PROBLEM DETAILS: The answer must be every entry below, word for word, with the pictures left out.

INPUT:
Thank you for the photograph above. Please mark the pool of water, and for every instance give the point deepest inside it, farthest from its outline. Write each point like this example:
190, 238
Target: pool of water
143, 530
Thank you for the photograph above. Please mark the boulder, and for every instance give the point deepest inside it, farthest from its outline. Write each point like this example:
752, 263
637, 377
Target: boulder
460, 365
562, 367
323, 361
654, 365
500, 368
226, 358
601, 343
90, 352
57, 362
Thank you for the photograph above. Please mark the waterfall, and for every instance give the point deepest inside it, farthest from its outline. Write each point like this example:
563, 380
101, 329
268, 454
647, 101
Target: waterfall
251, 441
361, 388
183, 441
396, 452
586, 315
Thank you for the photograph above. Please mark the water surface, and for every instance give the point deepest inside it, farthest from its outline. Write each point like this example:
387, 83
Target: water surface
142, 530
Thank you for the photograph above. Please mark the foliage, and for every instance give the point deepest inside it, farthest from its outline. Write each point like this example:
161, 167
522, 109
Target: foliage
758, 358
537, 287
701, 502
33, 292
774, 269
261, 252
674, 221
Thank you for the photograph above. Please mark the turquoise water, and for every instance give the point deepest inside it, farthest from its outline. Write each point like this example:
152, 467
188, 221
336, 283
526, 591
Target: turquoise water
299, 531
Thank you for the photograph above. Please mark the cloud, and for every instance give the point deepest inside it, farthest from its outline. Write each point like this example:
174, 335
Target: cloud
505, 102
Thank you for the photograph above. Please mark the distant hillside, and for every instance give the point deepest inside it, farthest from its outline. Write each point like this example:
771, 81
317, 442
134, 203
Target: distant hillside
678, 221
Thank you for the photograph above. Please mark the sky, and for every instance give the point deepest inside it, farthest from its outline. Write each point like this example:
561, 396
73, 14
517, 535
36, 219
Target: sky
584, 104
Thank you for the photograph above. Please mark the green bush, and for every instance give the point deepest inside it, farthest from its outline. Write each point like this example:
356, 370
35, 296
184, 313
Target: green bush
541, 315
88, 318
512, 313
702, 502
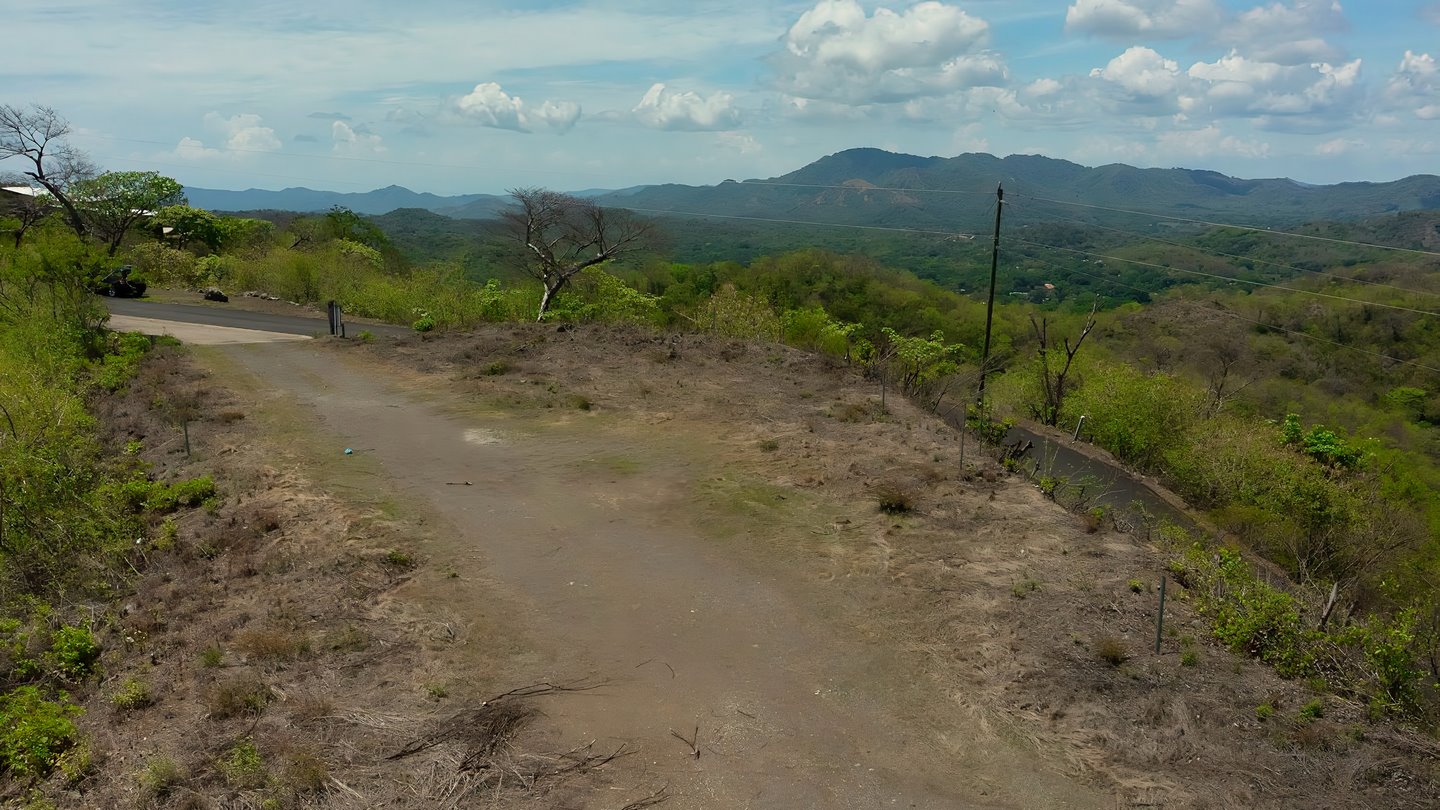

RESULT OF THIS TASK:
Thank you for the photograph above. Please mark the pool of water, and for every instance give the point deepest inside it, farthest from its outline. Write each point like this example:
190, 238
Target: pool of water
143, 530
Thank you for the photograph above. Please mark the boulder, and for every instance give the point deepest inside it, farthest from its outline. Write each point like this example:
752, 263
637, 377
Target: boulder
460, 365
562, 367
323, 361
654, 365
500, 368
226, 358
601, 343
90, 352
57, 362
Thank you for the photograph above. Please mark the waterfall, and for every instance give the point deepest inside it, farthest from its outline. Write each point like this example:
563, 380
101, 329
268, 454
647, 101
Target: waterfall
251, 441
361, 388
183, 441
396, 452
586, 315
Thank you for the photograph above. Please mark the water surface, and for every instance give the point deepest inside it, farthest from its outline. Write each point like this example:
387, 83
Target: water surface
142, 530
Thank you for the photograph above. Please mark the foliage, and for every instance give the point deepest inside it, farthest from its outline. Write each point like this example:
161, 167
522, 109
Target: foliage
758, 358
537, 287
701, 502
33, 292
774, 269
261, 252
674, 221
Thank you for the photograph above. Please mark the turquoise water, and for every instance give the point deepest inside it, farthest from its outline. Write each point like this example:
152, 467
188, 221
336, 283
526, 591
Target: turquoise water
299, 531
Thank you for the photograph above. Please mark the cloud, and for every instance give the point deepest inside it, farthest from its outline. Write each point like this example:
174, 335
Target: cloud
505, 102
Thank you for the photograph above. Please mark the distant hillside, and for every instance give the point deepest inside it, farthest from its outline. Write each point like this example:
771, 81
317, 442
134, 203
Target: distant hillside
678, 221
Thank you for the photograph above. Please mark the sky, and for every instance give the point deepest inside it, farthest from its outline. Write each point like this example:
561, 396
73, 14
517, 535
36, 219
Target: sky
584, 104
Thank you for the photograph above. Please mark the green bush, and for every instance give the point deepest inside it, farthest from its outline. Write each point like this example:
356, 370
35, 296
184, 313
Target: green bush
541, 315
88, 318
512, 313
702, 502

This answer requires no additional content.